WHAT TO WORK ON:
Find the line with "of the landing" in the data below, then restate it and all remaining lines exactly, adding nothing.

LISTED ENTRIES:
=== Section Start ===
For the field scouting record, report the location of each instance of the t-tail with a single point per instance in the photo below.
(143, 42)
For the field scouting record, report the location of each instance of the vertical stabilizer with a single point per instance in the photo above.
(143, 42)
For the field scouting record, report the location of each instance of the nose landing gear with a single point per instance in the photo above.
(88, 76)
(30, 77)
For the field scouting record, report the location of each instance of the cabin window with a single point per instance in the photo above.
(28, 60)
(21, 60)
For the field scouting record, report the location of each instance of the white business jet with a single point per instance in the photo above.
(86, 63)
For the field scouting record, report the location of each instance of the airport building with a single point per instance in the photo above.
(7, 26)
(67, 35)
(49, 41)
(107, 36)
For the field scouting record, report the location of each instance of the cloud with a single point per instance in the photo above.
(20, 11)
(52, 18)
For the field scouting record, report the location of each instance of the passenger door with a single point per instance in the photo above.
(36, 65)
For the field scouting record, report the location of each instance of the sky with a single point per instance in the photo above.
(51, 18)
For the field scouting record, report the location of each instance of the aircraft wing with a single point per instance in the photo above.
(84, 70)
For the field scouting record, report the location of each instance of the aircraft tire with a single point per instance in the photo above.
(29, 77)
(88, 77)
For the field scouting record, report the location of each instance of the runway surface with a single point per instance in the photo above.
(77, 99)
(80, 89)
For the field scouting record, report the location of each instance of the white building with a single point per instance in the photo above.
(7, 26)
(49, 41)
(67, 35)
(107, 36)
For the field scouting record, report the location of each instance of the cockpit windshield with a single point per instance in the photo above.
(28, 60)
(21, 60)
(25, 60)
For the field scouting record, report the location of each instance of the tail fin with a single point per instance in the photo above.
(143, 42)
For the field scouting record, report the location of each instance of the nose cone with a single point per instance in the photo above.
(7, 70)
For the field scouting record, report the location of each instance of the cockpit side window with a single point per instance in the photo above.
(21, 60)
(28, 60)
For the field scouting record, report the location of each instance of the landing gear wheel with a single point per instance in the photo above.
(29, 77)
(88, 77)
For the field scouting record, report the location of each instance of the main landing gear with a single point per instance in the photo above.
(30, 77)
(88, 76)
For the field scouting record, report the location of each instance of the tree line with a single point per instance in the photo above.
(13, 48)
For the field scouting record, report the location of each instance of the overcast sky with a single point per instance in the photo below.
=== Section End ===
EXERCISE ANSWER:
For the field scouting record, report the location of each instance of the landing gear wheel with a single point per instance in the photo above.
(29, 77)
(88, 77)
For the field scouting record, report the location of each instance of the main landing gear with a single point per instance in the photo above.
(30, 77)
(88, 76)
For the field scouting record, report the location of each instance of the tree line with a single point per instance in the photo above.
(13, 48)
For the field scouting record, report the location of each instance of the overcast sky with a single point per instance in the photo below.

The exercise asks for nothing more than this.